• [Your goal]
Copy out everything in the material from the line containing "handle and produce bounding box coordinates for each." down to the line containing "[271,4,390,260]", replacing "raincoat" with "rain jacket" wherever it occurs and leaving all else unchanged.

• [Stored rows]
<<<<

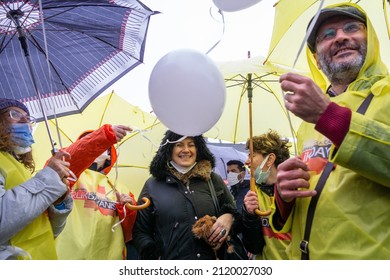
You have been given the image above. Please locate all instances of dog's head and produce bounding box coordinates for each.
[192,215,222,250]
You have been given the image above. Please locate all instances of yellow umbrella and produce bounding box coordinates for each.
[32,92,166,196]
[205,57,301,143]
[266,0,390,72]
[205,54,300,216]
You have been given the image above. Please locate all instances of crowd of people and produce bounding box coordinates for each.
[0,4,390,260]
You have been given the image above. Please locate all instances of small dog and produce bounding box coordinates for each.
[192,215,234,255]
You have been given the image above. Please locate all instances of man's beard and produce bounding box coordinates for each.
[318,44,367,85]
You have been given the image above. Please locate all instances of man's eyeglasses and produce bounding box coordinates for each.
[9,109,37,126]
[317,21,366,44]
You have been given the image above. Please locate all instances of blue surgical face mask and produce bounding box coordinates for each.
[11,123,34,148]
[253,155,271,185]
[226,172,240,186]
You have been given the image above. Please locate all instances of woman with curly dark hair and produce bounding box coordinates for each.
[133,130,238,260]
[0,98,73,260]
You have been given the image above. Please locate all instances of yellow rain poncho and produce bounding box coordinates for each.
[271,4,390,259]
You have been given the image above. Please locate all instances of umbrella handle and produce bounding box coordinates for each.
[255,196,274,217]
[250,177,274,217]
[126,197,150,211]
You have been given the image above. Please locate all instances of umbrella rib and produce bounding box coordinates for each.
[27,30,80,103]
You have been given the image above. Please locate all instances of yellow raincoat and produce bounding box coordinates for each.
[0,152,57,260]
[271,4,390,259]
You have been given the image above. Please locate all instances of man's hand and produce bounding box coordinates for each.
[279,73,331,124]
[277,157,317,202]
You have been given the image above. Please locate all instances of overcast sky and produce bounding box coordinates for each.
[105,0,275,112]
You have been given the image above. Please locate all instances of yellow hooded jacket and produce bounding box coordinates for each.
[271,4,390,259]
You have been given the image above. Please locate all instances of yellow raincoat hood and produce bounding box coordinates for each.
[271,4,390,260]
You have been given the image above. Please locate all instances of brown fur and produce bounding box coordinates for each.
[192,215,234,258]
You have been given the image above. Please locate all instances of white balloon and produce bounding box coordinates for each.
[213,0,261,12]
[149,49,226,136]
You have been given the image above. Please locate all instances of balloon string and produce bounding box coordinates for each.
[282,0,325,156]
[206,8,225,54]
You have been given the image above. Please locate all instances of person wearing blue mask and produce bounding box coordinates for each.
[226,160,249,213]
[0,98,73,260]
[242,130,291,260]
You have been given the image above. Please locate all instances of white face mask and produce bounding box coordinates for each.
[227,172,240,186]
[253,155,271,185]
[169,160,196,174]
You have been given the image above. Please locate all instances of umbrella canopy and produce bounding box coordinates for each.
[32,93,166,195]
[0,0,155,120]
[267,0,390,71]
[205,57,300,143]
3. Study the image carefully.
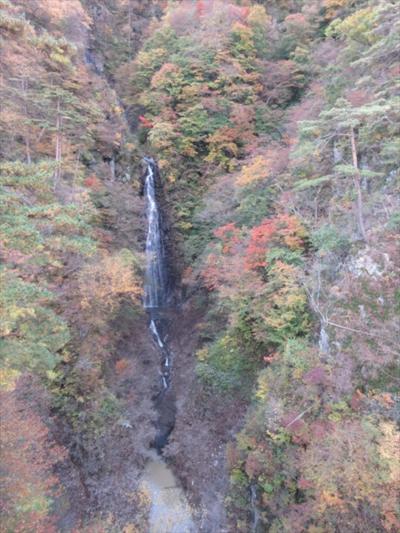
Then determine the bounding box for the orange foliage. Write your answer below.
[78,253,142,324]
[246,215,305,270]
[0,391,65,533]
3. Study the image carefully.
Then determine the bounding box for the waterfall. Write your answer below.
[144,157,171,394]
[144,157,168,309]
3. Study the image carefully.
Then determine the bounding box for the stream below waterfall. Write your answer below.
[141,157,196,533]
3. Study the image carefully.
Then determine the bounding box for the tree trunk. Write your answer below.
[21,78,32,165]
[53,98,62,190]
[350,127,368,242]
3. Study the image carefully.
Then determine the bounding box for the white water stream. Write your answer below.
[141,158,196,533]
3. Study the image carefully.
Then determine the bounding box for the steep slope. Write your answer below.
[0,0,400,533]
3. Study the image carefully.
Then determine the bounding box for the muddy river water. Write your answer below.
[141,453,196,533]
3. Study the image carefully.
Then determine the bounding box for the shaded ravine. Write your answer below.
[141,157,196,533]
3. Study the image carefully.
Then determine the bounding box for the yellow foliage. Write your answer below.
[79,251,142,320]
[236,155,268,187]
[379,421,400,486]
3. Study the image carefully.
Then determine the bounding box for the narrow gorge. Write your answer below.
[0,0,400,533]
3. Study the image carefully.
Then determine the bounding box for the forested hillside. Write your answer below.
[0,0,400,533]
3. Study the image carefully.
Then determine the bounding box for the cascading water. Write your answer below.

>>>>

• [Written solution]
You have been given the image above. Please locate all instances of umbrella handle and produce bounding box coordinates for each.
[255,196,274,217]
[250,177,274,217]
[126,197,150,211]
You have been given the image above. Please locate all instances of umbrella rib and produce bounding box coordinates for each.
[27,30,80,103]
You have been given the image above. Please locate all instances of yellow rain jacket and produce bounding box coordinates for each.
[0,152,57,260]
[271,4,390,259]
You have been given the image above. Please locate all instances of man's hand and produce bounding box coordinates for each.
[279,73,331,124]
[277,157,317,202]
You have been given the image above. Please locate all instances of overcast sky and produce bounding box coordinates for each.
[105,0,275,112]
You have been given the image above. Please locate all instances of yellow hooded jacket and produce bounding box coordinates for each.
[271,4,390,259]
You have been given the image above. Please locate all instances of yellow rain jacket hood and produce bounding box coordinates for each.
[271,4,390,260]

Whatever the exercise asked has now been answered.